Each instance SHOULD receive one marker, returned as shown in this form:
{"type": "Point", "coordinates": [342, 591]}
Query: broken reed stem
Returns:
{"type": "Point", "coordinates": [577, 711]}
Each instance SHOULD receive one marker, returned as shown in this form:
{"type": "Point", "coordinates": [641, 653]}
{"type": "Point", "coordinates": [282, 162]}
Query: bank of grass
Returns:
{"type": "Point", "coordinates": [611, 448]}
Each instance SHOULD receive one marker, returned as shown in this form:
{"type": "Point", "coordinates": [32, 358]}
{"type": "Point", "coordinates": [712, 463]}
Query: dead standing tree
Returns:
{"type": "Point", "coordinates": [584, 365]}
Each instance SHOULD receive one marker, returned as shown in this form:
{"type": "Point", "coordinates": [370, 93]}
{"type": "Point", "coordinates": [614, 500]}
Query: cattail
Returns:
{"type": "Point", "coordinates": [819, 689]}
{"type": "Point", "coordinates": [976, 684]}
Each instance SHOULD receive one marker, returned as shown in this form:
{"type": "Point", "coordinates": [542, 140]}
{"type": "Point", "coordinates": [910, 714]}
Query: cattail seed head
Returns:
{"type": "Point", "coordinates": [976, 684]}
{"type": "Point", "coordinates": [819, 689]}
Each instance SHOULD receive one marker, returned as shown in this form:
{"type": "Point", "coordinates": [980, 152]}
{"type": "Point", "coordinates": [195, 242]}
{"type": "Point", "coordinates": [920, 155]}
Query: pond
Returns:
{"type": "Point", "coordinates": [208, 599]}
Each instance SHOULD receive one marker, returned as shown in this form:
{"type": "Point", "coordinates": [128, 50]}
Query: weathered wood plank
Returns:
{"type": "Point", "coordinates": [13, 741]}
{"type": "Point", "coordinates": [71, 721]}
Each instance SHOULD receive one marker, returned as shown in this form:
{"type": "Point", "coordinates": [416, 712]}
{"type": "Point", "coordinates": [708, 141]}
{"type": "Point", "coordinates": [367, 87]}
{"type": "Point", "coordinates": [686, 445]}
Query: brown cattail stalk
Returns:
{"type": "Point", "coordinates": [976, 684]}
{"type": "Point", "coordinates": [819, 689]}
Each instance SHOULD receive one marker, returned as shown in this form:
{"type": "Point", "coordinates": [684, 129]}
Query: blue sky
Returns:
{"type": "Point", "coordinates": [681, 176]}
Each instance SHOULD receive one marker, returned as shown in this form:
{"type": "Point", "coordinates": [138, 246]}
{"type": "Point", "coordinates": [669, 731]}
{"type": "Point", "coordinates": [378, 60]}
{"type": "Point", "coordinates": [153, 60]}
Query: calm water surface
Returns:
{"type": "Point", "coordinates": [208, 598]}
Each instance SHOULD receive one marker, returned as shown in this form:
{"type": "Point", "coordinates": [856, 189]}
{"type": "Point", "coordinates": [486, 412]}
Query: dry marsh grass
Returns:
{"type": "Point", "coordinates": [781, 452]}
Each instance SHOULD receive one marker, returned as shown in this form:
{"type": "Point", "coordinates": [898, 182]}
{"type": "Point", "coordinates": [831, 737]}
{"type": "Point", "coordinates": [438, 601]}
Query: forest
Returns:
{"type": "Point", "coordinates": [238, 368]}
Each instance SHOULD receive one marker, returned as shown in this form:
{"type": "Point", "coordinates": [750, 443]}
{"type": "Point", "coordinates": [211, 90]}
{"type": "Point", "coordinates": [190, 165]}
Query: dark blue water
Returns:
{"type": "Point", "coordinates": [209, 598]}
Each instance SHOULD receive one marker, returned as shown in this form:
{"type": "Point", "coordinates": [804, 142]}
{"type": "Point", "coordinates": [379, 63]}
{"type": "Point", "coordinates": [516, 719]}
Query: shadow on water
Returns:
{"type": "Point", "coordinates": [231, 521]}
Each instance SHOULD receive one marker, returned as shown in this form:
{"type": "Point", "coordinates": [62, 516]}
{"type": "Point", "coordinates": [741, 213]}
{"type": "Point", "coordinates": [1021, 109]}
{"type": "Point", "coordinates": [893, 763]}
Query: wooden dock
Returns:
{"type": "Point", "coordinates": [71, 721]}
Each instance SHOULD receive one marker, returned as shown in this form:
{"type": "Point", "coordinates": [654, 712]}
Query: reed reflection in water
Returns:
..............................
_EXERCISE REQUIREMENTS_. Retype all of the entries precisely as they are.

_RESPONSE FOR THIS EXERCISE_.
Each instance SHOULD receive one marker, returned as shown in this form:
{"type": "Point", "coordinates": [342, 591]}
Query: broken reed stem
Returns:
{"type": "Point", "coordinates": [577, 711]}
Each instance SHOULD receive one marker, returned as shown in this form:
{"type": "Point", "coordinates": [641, 653]}
{"type": "Point", "coordinates": [282, 162]}
Query: bank of grass
Returns:
{"type": "Point", "coordinates": [611, 448]}
Each instance SHOULD receive one marker, returned as shown in this form:
{"type": "Point", "coordinates": [32, 358]}
{"type": "Point", "coordinates": [712, 463]}
Query: dead standing tree
Returns:
{"type": "Point", "coordinates": [584, 365]}
Each instance SHOULD receive one marker, returned as shown in this form:
{"type": "Point", "coordinates": [370, 93]}
{"type": "Point", "coordinates": [614, 500]}
Query: cattail
Returns:
{"type": "Point", "coordinates": [819, 689]}
{"type": "Point", "coordinates": [976, 684]}
Each instance SHOULD receive one marker, returned as shown in this form:
{"type": "Point", "coordinates": [542, 140]}
{"type": "Point", "coordinates": [910, 714]}
Query: cattail seed head
Returns:
{"type": "Point", "coordinates": [976, 684]}
{"type": "Point", "coordinates": [819, 689]}
Each instance SHOULD receive one marker, returned as shown in this form:
{"type": "Point", "coordinates": [980, 152]}
{"type": "Point", "coordinates": [195, 242]}
{"type": "Point", "coordinates": [920, 155]}
Query: pond
Returns:
{"type": "Point", "coordinates": [208, 599]}
Each instance SHOULD receive one marker, returned as shown in this form:
{"type": "Point", "coordinates": [128, 50]}
Query: weathered wood plank
Returns:
{"type": "Point", "coordinates": [13, 741]}
{"type": "Point", "coordinates": [71, 721]}
Each instance SHOULD receive one marker, returned as shown in this form:
{"type": "Point", "coordinates": [416, 712]}
{"type": "Point", "coordinates": [708, 141]}
{"type": "Point", "coordinates": [367, 87]}
{"type": "Point", "coordinates": [686, 445]}
Query: brown cattail stalk
Returns:
{"type": "Point", "coordinates": [976, 684]}
{"type": "Point", "coordinates": [819, 689]}
Each instance SHOULD receive one marker, returned as shown in this form:
{"type": "Point", "coordinates": [684, 129]}
Query: blue sky
Returns:
{"type": "Point", "coordinates": [681, 176]}
Each instance SHOULD receive one marker, returned as shown in this form:
{"type": "Point", "coordinates": [138, 246]}
{"type": "Point", "coordinates": [669, 731]}
{"type": "Point", "coordinates": [378, 60]}
{"type": "Point", "coordinates": [153, 60]}
Query: calm water surface
Returns:
{"type": "Point", "coordinates": [208, 598]}
Each instance SHOULD receive one marker, returned as shown in this form:
{"type": "Point", "coordinates": [856, 189]}
{"type": "Point", "coordinates": [486, 412]}
Query: dry marsh grass
Returns:
{"type": "Point", "coordinates": [781, 452]}
Each instance SHOULD receive one marker, returned as shown in this form:
{"type": "Point", "coordinates": [898, 182]}
{"type": "Point", "coordinates": [831, 737]}
{"type": "Point", "coordinates": [438, 601]}
Query: forest
Returns:
{"type": "Point", "coordinates": [238, 368]}
Each instance SHOULD receive one marker, returned as shown in this form:
{"type": "Point", "coordinates": [750, 443]}
{"type": "Point", "coordinates": [211, 90]}
{"type": "Point", "coordinates": [190, 165]}
Query: dark blue water
Returns:
{"type": "Point", "coordinates": [209, 598]}
Each instance SHOULD receive one marker, returned as shown in this form:
{"type": "Point", "coordinates": [804, 142]}
{"type": "Point", "coordinates": [379, 63]}
{"type": "Point", "coordinates": [516, 719]}
Query: shadow on water
Returns:
{"type": "Point", "coordinates": [231, 521]}
Each instance SHOULD receive one marker, returned as shown in this form:
{"type": "Point", "coordinates": [62, 516]}
{"type": "Point", "coordinates": [741, 213]}
{"type": "Point", "coordinates": [1021, 109]}
{"type": "Point", "coordinates": [893, 763]}
Query: wooden dock
Returns:
{"type": "Point", "coordinates": [71, 721]}
Each instance SHOULD receive one marker, returned as shown in this form:
{"type": "Point", "coordinates": [654, 712]}
Query: reed reflection in water
Returns:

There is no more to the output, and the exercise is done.